Stored data entries
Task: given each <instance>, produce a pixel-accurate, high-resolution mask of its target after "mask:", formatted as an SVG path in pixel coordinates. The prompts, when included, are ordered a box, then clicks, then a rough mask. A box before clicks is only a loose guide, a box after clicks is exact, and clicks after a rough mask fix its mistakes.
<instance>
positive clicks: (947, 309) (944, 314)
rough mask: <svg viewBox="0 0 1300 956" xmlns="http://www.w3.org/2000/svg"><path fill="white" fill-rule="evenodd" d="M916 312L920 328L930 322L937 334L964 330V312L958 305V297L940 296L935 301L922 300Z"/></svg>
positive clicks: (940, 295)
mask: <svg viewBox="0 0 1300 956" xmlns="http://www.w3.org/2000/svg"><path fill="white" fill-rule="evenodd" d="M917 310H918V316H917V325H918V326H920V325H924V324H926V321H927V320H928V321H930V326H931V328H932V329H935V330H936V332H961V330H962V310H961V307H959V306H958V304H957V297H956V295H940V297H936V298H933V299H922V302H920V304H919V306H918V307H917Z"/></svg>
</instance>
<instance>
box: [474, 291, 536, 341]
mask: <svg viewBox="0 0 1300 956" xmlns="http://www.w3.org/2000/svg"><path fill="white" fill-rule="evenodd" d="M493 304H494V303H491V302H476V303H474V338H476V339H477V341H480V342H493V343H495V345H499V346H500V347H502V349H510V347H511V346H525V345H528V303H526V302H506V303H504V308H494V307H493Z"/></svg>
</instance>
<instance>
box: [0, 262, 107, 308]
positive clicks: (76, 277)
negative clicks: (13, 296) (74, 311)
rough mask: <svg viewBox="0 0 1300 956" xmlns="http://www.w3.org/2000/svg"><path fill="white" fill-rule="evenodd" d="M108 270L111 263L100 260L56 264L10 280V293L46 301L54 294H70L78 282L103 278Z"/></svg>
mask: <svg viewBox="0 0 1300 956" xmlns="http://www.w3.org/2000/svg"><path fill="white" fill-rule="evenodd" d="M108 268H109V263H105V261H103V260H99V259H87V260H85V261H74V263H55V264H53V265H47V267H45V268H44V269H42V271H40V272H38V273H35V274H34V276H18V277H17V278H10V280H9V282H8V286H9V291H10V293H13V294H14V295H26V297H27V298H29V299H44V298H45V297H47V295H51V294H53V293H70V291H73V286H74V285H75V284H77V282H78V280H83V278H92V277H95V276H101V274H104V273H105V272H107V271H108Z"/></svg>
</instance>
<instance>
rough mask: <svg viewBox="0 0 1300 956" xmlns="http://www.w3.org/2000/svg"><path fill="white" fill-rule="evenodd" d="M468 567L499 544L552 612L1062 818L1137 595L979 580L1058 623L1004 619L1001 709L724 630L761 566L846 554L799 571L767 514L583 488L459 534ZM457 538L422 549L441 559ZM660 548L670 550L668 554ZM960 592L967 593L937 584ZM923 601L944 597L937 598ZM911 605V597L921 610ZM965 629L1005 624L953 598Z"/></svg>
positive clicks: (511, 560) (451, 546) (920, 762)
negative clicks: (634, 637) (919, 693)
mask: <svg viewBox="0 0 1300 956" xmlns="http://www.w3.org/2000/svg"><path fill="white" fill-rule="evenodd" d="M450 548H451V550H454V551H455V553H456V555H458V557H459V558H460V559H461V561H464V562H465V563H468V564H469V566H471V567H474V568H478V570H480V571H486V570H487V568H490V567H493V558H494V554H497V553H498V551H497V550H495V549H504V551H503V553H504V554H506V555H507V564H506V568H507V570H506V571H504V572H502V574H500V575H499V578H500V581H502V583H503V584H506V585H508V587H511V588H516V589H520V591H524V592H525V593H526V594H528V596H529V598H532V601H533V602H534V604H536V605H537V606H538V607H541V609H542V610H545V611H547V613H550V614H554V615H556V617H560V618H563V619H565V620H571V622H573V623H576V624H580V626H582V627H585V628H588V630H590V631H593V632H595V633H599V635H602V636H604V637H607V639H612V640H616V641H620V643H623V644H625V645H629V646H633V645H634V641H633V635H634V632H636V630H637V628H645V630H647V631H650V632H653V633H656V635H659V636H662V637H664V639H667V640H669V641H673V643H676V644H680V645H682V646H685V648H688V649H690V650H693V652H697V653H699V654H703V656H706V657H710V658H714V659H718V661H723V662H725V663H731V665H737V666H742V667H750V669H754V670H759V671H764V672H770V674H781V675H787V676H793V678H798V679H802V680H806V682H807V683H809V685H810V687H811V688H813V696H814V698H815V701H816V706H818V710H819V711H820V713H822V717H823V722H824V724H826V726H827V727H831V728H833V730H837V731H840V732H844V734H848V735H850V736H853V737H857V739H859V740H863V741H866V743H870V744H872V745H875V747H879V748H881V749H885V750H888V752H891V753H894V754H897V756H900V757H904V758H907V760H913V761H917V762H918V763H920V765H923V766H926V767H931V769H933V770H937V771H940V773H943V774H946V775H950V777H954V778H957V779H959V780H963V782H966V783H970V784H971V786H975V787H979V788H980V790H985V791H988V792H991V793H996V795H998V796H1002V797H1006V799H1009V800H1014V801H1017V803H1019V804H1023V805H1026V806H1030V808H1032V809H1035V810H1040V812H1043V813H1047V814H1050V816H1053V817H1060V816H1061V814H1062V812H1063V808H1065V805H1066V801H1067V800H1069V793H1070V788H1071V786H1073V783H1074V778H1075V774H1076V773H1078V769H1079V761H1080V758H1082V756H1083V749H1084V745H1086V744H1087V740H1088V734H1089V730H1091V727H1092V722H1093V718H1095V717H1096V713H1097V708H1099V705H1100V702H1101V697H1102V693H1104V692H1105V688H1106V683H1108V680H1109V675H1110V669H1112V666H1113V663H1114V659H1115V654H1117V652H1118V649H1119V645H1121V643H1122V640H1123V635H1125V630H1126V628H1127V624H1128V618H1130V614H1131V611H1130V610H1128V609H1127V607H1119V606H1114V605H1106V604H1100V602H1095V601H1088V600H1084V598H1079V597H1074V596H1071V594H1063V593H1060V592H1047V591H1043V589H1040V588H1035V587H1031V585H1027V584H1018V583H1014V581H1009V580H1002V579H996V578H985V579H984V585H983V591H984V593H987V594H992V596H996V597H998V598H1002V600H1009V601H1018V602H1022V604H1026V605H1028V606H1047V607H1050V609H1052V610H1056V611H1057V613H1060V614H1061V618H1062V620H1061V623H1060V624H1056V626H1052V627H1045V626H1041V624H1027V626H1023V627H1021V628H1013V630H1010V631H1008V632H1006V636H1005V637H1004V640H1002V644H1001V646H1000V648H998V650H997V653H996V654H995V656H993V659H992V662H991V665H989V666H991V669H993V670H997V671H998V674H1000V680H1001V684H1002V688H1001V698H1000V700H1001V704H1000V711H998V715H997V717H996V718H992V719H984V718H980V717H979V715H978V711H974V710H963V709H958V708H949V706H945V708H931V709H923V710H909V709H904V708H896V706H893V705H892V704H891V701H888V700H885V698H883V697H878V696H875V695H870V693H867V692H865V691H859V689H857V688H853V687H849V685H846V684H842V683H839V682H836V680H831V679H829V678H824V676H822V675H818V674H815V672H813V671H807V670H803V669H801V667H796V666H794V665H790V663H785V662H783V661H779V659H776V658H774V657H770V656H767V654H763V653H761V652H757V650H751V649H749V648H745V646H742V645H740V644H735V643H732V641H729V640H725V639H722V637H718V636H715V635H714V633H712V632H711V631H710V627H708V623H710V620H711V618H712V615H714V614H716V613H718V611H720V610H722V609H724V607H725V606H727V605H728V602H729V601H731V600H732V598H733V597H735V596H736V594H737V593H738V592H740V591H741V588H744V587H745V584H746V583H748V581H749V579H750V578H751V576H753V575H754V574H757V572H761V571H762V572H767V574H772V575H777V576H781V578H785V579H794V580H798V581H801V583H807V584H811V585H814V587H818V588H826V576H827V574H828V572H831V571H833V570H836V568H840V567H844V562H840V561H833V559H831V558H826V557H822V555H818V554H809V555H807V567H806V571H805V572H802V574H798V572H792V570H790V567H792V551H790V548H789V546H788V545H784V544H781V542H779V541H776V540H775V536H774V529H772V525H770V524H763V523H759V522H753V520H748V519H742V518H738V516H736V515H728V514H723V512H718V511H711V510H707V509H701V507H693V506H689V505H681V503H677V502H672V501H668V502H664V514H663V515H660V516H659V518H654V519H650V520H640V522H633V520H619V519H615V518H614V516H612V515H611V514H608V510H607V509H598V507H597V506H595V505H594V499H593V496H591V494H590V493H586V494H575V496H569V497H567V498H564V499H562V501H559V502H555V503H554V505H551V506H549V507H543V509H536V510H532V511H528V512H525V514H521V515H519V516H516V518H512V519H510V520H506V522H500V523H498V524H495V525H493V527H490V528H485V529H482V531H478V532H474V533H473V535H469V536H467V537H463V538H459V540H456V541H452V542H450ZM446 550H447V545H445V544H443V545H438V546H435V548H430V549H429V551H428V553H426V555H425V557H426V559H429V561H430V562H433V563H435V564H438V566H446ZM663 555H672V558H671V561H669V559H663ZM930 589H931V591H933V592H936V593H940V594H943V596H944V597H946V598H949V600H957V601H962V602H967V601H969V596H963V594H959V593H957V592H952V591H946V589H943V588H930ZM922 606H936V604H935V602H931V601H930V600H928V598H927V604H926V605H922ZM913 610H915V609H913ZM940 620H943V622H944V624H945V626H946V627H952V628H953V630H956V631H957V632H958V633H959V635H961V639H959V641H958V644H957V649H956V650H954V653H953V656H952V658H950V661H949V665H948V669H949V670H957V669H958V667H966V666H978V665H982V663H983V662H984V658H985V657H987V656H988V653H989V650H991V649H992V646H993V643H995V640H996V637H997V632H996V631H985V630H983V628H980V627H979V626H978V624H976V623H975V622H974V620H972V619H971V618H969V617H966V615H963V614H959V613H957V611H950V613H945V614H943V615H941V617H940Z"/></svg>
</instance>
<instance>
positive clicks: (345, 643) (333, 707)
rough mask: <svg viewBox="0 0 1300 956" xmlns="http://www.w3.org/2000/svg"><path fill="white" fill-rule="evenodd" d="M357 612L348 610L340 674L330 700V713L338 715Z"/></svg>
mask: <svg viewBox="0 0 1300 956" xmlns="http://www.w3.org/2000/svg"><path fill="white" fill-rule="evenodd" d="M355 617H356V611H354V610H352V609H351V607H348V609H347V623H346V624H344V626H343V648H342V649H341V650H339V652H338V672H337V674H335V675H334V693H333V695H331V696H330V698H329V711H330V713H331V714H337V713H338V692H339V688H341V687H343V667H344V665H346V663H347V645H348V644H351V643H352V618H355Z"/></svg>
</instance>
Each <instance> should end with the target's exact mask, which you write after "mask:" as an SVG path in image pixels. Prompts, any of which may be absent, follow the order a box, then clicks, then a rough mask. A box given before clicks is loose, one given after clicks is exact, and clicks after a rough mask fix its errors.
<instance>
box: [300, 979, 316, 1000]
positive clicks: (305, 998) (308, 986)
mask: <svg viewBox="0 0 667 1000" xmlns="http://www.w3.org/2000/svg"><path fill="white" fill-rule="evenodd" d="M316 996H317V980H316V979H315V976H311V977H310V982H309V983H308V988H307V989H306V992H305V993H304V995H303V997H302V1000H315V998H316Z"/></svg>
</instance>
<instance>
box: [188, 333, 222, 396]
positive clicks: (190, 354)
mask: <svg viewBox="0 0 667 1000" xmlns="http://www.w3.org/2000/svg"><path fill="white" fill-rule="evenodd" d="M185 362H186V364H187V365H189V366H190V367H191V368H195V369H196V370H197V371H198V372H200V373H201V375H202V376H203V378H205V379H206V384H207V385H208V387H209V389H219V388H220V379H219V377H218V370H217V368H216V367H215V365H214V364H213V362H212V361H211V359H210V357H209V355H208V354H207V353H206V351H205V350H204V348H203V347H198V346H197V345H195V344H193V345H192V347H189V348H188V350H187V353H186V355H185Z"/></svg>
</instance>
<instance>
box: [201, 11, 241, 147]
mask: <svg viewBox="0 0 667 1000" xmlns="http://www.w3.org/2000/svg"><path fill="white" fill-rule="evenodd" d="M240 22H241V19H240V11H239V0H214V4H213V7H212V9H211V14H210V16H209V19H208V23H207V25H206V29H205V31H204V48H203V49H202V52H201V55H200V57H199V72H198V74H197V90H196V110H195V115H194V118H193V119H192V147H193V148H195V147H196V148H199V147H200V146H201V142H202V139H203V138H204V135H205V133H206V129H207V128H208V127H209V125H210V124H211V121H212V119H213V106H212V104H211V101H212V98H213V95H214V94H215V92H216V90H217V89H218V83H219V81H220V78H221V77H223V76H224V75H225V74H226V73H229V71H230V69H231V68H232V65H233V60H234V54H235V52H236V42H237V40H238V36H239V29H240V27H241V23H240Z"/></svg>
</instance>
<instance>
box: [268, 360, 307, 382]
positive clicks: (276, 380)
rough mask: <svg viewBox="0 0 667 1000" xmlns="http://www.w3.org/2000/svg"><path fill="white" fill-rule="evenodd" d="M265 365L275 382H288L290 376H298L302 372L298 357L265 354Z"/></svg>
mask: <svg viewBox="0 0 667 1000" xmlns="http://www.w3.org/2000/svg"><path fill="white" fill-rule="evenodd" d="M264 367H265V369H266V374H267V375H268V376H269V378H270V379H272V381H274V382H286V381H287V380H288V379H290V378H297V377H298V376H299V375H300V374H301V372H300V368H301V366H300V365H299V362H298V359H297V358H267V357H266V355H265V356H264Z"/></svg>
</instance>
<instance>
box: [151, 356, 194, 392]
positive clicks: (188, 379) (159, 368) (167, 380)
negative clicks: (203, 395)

**Task details**
Go through the entries above and copy every line containing "target".

**Response**
Task: given each <instance>, produce a pixel-accurate, high-resolution mask of its target after "mask:", formatted as an SVG path in pixel coordinates. The prompts, when included, are ordered a box, then clicks, then a rough mask. A box before clicks is only a loose guide, a box after clicks is exact, and clicks after a rough mask fix its mistakes.
Each <instance> should end with the target's exact mask, which you write after "mask:" as an SVG path in image pixels. Prompts, any of which may be absent, follow the order a box, then clicks, then a rough mask. A box given before clicks is loose, one given after clicks is exact, and clicks after a rough mask fix its errors.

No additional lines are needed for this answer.